◆ INSTRUCTIONS FOR THE TASK
Return a copy of every line in the records that includes the word "grass".
········
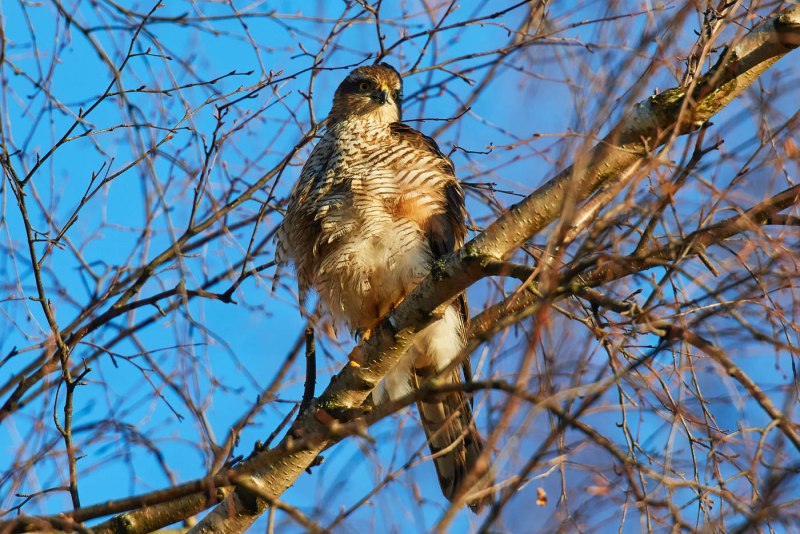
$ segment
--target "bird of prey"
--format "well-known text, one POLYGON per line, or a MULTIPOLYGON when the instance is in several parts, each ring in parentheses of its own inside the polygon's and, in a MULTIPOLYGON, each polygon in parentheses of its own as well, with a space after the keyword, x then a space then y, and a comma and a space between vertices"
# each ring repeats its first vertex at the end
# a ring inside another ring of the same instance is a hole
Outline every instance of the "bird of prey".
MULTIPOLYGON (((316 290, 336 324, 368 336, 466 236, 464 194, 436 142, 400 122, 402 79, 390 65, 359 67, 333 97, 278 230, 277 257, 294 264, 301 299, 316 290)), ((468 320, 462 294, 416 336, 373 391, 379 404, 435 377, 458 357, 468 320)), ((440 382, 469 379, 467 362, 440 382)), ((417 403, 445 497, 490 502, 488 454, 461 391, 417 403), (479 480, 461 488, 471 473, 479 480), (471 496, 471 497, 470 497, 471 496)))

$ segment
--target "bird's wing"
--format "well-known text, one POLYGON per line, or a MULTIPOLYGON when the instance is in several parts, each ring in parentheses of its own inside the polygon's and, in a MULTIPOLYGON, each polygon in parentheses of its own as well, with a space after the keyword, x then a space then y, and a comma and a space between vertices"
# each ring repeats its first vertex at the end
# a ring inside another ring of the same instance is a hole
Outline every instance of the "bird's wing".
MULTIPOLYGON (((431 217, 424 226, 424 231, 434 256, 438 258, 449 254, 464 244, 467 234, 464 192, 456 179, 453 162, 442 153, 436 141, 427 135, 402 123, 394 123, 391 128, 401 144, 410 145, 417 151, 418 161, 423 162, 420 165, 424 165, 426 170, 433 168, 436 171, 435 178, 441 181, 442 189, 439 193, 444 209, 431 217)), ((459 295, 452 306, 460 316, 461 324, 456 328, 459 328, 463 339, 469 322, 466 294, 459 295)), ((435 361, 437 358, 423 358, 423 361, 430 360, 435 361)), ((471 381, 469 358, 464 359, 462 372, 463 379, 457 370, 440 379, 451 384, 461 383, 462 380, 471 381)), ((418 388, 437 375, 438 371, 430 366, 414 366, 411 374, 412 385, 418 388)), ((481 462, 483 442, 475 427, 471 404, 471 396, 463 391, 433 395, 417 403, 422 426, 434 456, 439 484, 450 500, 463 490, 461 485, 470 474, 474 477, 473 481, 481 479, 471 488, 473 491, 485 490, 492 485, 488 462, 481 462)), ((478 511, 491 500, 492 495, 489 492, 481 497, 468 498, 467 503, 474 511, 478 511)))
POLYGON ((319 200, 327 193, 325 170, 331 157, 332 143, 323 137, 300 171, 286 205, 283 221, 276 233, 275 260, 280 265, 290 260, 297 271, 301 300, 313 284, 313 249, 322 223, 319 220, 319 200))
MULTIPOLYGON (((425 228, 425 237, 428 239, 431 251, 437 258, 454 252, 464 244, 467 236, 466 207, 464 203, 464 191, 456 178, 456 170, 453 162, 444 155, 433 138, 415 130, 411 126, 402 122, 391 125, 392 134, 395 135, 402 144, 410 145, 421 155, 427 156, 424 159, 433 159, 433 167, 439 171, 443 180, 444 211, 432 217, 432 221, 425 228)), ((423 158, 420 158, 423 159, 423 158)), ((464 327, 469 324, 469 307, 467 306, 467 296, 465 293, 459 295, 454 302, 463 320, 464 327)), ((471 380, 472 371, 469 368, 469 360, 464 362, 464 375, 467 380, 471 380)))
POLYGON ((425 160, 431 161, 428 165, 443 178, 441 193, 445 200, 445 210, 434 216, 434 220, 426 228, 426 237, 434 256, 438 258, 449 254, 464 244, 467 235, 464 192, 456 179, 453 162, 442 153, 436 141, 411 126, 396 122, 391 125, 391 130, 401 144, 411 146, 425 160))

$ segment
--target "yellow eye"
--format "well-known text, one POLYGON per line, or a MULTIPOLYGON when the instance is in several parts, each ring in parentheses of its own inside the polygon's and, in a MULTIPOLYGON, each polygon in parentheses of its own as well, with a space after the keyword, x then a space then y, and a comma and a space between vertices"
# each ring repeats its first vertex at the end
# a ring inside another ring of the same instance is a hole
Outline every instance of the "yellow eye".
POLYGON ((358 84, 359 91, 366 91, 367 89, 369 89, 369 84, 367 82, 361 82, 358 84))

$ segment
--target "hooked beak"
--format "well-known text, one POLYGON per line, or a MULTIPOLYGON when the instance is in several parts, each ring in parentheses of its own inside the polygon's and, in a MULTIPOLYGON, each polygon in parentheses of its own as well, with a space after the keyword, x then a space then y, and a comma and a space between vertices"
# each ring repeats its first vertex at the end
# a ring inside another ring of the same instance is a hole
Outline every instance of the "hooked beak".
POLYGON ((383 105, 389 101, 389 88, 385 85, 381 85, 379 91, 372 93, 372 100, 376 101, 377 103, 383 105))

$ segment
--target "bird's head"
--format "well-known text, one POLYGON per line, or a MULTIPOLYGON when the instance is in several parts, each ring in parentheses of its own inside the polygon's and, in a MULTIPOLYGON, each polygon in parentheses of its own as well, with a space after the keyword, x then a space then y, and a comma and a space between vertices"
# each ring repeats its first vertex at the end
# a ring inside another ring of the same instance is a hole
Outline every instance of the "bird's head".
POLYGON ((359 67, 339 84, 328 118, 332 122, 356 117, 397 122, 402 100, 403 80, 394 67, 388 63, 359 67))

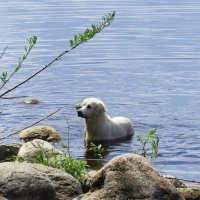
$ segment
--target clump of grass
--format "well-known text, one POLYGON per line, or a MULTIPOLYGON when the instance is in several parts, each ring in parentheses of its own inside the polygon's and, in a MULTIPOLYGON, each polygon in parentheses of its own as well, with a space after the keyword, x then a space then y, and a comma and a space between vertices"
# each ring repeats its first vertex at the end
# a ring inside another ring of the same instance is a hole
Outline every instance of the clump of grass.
········
◆ ANSWER SECTION
--target clump of grass
Outline every instance of the clump of grass.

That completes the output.